(ACTIVITY LIST):
A. According to the Taylor v. Herring opinion header, what was the judgment on appeal?
B. Reproduce the Taylor v. Herring opinion header from "DEFENDANTS-APPELLANTS )" up to and including "JUDGMENT: Reversed.".
C. List every judge named in the Taylor v. Herring opinion header.
(TEXT SHOWN begins)
[Cite as Taylor v. Herring, 2014-Ohio-5638.]
STATE OF OHIO, COLUMBIANA COUNTY
IN THE COURT OF APPEALS
SEVENTH DISTRICT
GUY TAYLOR ) CASE NO. 12 CO 49
)
PLAINTIFF-APPELLEE )
)
VS. ) OPINION
)
JAMES HERRING, et al. )
)
DEFENDANTS-APPELLANTS )
CHARACTER OF PROCEEDINGS: Civil Appeal from the East Liverpool
Municipal Court of Columbiana County,
Ohio
Case No. 12 CVI 00032
JUDGMENT: Reversed.
APPEARANCES:
For Plaintiff-Appellee: Guy Taylor, Pro se
1711 Penn Avenue
P.O. Box 1411
East Liverpool, Ohio 43920
For Defendants-Appellants, James Herring Atty. Christi M. Williams
and East Liverpool City School District Atty. Megan D. Maurer
Board of Education: Pepple & Waggoner, Ltd.
Crown Centre Building
5005 Rockside Road, Suite 260
Cleveland, Ohio 44131-6808
JUDGES:
Hon. Cheryl L. Waite
Hon. Gene Donofrio
Hon. Joseph J. Vukovich
Dated: December 15, 2014
[Cite as Taylor v. Herring, 2014-Ohio-5638.]
WAITE, J.
(TEXT SHOWN ends)
(INFORMATION GIVEN begins)
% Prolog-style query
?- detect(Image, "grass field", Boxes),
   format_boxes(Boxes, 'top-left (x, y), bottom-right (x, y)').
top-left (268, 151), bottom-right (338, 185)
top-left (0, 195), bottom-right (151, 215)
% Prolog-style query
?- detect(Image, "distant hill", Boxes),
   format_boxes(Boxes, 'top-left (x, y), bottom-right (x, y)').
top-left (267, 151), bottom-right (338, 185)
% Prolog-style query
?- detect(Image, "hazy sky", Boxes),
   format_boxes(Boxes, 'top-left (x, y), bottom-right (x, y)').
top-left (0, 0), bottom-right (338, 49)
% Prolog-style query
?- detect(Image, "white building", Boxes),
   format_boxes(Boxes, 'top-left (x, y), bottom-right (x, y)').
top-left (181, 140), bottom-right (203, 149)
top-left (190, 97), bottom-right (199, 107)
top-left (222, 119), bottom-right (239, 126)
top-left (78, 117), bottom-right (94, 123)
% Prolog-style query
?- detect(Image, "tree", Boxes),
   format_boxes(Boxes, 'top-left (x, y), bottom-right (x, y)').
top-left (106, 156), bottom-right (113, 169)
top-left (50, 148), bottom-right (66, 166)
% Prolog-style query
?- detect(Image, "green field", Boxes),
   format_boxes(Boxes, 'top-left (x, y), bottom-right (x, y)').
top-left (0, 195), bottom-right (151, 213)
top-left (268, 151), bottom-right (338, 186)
(INFORMATION GIVEN ends)
(ANSWER LIST):
A. Reversed.

B.
DEFENDANTS-APPELLANTS )
CHARACTER OF PROCEEDINGS: Civil Appeal from the East Liverpool
Municipal Court of Columbiana County,
Ohio
Case No. 12 CVI 00032
JUDGMENT: Reversed.

C. Hon. Cheryl L. Waite, Hon. Gene Donofrio, Hon. Joseph J. Vukovich